**Direction**
Extract each record and reproduce it exactly.

**The records**
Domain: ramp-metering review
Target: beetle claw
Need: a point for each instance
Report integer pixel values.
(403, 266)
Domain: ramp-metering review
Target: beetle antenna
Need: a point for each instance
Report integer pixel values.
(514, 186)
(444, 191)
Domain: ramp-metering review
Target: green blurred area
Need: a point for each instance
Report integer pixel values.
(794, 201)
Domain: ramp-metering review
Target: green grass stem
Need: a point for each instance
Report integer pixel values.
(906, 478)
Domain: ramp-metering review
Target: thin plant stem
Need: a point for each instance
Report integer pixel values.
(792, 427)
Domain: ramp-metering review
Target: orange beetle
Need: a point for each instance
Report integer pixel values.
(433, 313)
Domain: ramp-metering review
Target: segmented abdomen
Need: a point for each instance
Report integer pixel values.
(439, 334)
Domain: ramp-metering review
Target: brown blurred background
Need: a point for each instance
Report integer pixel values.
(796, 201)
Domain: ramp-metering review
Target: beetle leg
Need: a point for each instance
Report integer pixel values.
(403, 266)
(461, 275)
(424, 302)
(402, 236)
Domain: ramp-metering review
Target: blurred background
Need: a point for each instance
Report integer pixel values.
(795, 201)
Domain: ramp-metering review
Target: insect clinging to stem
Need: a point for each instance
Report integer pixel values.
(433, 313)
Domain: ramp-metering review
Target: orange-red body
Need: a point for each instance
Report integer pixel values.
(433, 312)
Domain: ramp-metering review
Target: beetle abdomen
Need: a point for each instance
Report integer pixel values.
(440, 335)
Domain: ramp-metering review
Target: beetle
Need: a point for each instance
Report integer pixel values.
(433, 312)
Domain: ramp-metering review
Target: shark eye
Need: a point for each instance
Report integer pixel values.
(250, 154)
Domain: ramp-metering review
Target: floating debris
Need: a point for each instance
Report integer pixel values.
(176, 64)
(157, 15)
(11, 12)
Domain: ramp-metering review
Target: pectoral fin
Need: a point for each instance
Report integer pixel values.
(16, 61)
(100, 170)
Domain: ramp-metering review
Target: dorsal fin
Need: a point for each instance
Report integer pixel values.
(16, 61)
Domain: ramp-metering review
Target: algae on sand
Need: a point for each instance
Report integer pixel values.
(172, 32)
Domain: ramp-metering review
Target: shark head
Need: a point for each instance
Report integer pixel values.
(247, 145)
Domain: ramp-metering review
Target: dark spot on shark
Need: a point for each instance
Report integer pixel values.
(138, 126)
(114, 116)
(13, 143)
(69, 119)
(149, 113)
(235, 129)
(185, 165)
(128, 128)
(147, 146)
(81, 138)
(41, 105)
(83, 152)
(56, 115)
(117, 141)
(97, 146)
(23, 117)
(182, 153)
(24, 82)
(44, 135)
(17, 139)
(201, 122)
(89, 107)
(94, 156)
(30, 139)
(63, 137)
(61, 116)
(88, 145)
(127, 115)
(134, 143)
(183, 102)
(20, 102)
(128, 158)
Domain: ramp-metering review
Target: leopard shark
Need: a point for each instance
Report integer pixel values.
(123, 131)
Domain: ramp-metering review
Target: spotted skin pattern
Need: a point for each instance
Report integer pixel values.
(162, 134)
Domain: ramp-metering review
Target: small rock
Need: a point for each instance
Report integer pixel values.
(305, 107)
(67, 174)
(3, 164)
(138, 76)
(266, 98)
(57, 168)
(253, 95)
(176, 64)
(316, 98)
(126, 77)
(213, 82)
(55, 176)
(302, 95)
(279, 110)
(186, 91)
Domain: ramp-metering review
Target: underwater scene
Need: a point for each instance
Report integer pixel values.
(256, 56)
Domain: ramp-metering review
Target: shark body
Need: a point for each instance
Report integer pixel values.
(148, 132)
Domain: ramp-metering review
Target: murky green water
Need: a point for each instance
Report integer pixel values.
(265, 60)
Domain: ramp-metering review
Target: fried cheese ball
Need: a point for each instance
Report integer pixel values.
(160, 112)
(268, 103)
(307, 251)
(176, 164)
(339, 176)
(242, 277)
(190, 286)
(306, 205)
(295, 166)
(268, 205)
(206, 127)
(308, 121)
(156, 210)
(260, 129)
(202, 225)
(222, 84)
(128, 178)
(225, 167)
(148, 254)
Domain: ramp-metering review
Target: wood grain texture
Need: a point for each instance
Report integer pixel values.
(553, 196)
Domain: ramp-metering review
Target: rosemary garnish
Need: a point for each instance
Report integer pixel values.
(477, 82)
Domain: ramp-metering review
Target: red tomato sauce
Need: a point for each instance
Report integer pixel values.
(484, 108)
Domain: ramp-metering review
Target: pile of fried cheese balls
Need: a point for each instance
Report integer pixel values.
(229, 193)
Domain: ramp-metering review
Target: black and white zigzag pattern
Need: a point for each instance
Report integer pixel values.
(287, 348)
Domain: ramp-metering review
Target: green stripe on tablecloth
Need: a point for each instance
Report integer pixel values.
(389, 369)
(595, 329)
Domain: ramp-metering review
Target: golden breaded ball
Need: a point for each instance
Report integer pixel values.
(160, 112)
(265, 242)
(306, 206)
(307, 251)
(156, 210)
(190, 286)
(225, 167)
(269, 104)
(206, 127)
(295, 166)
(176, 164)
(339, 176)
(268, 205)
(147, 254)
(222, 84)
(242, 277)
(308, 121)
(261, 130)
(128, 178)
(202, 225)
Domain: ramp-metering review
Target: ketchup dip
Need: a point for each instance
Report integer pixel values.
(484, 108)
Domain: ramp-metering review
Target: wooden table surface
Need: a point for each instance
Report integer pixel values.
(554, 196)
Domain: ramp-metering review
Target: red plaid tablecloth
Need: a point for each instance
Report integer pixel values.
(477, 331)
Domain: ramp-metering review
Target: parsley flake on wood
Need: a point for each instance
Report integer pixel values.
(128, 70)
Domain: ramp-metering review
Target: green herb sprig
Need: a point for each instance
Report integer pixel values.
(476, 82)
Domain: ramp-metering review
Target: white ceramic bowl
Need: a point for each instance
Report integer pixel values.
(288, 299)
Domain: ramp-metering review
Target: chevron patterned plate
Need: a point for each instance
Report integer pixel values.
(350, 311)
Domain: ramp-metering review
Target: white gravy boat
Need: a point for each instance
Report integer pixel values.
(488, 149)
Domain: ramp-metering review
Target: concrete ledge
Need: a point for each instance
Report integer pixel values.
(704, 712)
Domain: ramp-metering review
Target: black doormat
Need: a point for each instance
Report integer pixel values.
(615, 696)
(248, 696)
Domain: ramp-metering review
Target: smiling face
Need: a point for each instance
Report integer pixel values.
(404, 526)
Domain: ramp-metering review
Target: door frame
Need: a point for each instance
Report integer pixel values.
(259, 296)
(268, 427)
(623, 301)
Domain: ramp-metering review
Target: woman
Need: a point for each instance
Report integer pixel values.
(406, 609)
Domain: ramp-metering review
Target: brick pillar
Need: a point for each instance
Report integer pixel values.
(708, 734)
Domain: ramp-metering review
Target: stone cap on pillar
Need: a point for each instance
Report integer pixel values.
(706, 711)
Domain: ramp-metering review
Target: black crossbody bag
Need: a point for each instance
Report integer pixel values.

**Worked answer**
Domain: ramp-metering review
Target: beetle claw
Need: a point for each instance
Report integer pixel values.
(403, 266)
Domain: ramp-metering review
Target: beetle antenna
Need: a point for each instance
Report integer pixel values.
(514, 186)
(444, 191)
Domain: ramp-metering review
Target: green blurred area
Need: a point for each instance
Report integer pixel values.
(794, 201)
Domain: ramp-metering review
Target: green grass stem
Need: a point for each instance
Report integer pixel values.
(906, 478)
Domain: ramp-metering review
Target: thin plant stem
Need: a point for each instance
Report integer pixel values.
(792, 427)
Domain: ramp-metering review
Target: orange beetle
Need: a point for each instance
Report integer pixel values.
(433, 313)
Domain: ramp-metering review
Target: segmented abdomen
Need: a point for each instance
Report integer pixel values.
(439, 334)
Domain: ramp-metering review
Target: brown blurred background
Need: a point for each instance
Report integer pixel values.
(796, 201)
Domain: ramp-metering review
Target: beetle leg
Need: a point for each instance
Report integer pixel values.
(403, 266)
(461, 275)
(424, 302)
(402, 236)
Domain: ramp-metering review
Target: blurred background
Need: a point for each instance
Report integer pixel values.
(795, 201)
Domain: ramp-metering review
Target: insect clinging to stem
Need: a point for each instance
Report integer pixel values.
(433, 313)
Domain: ramp-metering review
Target: orange-red body
Need: a point for each instance
Report integer pixel values.
(433, 312)
Domain: ramp-metering review
Target: beetle abdomen
Need: a point for each instance
Report integer pixel values.
(440, 335)
Domain: ramp-metering review
Target: beetle
Need: a point for each instance
Report integer pixel values.
(433, 312)
Domain: ramp-metering review
Target: shark eye
Need: a point for each instance
Report integer pixel values.
(250, 154)
Domain: ramp-metering review
Target: floating debris
Need: a point for each instance
Report integer pixel values.
(176, 64)
(157, 15)
(11, 12)
Domain: ramp-metering review
Target: pectoral fin
Need: a point for each instance
Report integer pixel values.
(16, 61)
(100, 170)
Domain: ramp-metering review
Target: dorsal fin
Need: a point for each instance
Report integer pixel values.
(16, 61)
Domain: ramp-metering review
Target: algae on sand
Need: a point for each instance
Report integer pixel values.
(172, 32)
Domain: ramp-metering review
Target: shark head
Need: a point for each instance
Report integer pixel values.
(247, 145)
Domain: ramp-metering review
Target: dark spot on shark
Need: a point for each instance
Report integer pixel values.
(138, 126)
(114, 116)
(13, 143)
(69, 119)
(149, 113)
(235, 129)
(185, 165)
(128, 128)
(147, 146)
(81, 138)
(41, 105)
(83, 152)
(56, 115)
(117, 141)
(97, 146)
(23, 117)
(182, 153)
(24, 82)
(44, 135)
(17, 139)
(201, 122)
(89, 107)
(94, 156)
(30, 139)
(63, 137)
(61, 116)
(88, 145)
(127, 115)
(134, 143)
(183, 102)
(20, 102)
(128, 158)
Domain: ramp-metering review
Target: leopard shark
Need: a point for each instance
Report integer pixel values.
(123, 131)
Domain: ramp-metering review
Target: spotted skin pattern
Need: a point for each instance
Report integer pixel values.
(162, 134)
Domain: ramp-metering review
Target: small rock
Need: a point for each instance
Report integer pixel values.
(305, 107)
(67, 174)
(3, 164)
(138, 76)
(266, 98)
(57, 168)
(253, 95)
(176, 64)
(316, 98)
(126, 77)
(213, 82)
(55, 176)
(302, 95)
(279, 110)
(186, 91)
Domain: ramp-metering review
Target: underwater scene
Need: a point for each instance
Report integer pixel values.
(256, 56)
Domain: ramp-metering review
Target: shark body
Need: a point for each instance
Report integer pixel values.
(148, 132)
Domain: ramp-metering review
Target: murky green water
Need: a point for each instance
Report integer pixel values.
(265, 60)
Domain: ramp-metering review
Target: fried cheese ball
Need: a point for each instance
Report integer pixel values.
(160, 112)
(268, 103)
(307, 251)
(176, 164)
(339, 176)
(242, 277)
(190, 286)
(306, 205)
(295, 166)
(268, 205)
(206, 127)
(308, 121)
(156, 210)
(260, 129)
(202, 225)
(222, 84)
(128, 178)
(225, 167)
(148, 254)
Domain: ramp-metering review
Target: wood grain texture
Need: a point for each instance
Report integer pixel values.
(553, 196)
Domain: ramp-metering review
Target: rosemary garnish
Need: a point for each instance
Report integer pixel values.
(477, 82)
Domain: ramp-metering review
Target: red tomato sauce
Need: a point for each instance
Report integer pixel values.
(484, 108)
Domain: ramp-metering review
Target: pile of fried cheese balls
Need: a point for each instance
Report integer pixel values.
(229, 193)
Domain: ramp-metering review
Target: black and white zigzag pattern
Need: a point for each instance
Report integer pixel values.
(287, 348)
Domain: ramp-metering review
Target: green stripe on tablecloth
Need: a point for each instance
Report integer pixel values.
(389, 369)
(595, 329)
Domain: ramp-metering review
Target: golden breaded ball
Need: a point for each instance
Report integer pixel values.
(160, 112)
(265, 242)
(306, 206)
(307, 251)
(156, 210)
(190, 286)
(225, 167)
(269, 104)
(206, 127)
(295, 166)
(176, 164)
(339, 176)
(268, 205)
(147, 254)
(222, 84)
(242, 277)
(308, 121)
(261, 130)
(128, 178)
(202, 225)
Domain: ramp-metering review
Target: ketchup dip
Need: a point for each instance
Report integer pixel values.
(484, 108)
Domain: ramp-metering review
Target: wooden table surface
Need: a point for each instance
Report integer pixel values.
(554, 196)
Domain: ramp-metering review
Target: red plaid tablecloth
Need: a point for each instance
Report integer pixel values.
(477, 331)
Domain: ramp-metering review
Target: parsley flake on wood
Need: a point for each instance
Report integer pixel values.
(128, 70)
Domain: ramp-metering review
Target: green herb sprig
Need: a point for each instance
Report integer pixel values.
(476, 82)
Domain: ramp-metering review
Target: white ceramic bowl
Need: a point for each instance
Report integer pixel values.
(288, 299)
Domain: ramp-metering review
Target: chevron patterned plate
Need: a point for each instance
Report integer pixel values.
(350, 311)
Domain: ramp-metering review
Target: white gravy boat
Need: a point for each instance
Report integer pixel values.
(488, 149)
Domain: ramp-metering review
Target: concrete ledge
Need: a point for each instance
Report integer pixel values.
(704, 712)
Domain: ramp-metering review
Target: black doormat
Need: a point for each instance
Report integer pixel values.
(615, 696)
(248, 696)
Domain: ramp-metering review
Target: smiling face
Need: a point for each instance
Report integer pixel values.
(404, 526)
Domain: ramp-metering review
Target: door frame
Need: a point for each instance
Report integer pixel values.
(259, 296)
(268, 427)
(623, 301)
Domain: ramp-metering review
Target: woman
Need: a point for each instance
Report integer pixel values.
(406, 609)
Domain: ramp-metering review
Target: brick pillar
Need: a point for each instance
Report integer pixel values.
(708, 734)
Domain: ramp-metering review
Target: stone cap on pillar
Need: a point for each instance
Report integer pixel values.
(706, 711)
Domain: ramp-metering review
Target: black crossbody bag
Need: a point for each instance
Report integer pixel values.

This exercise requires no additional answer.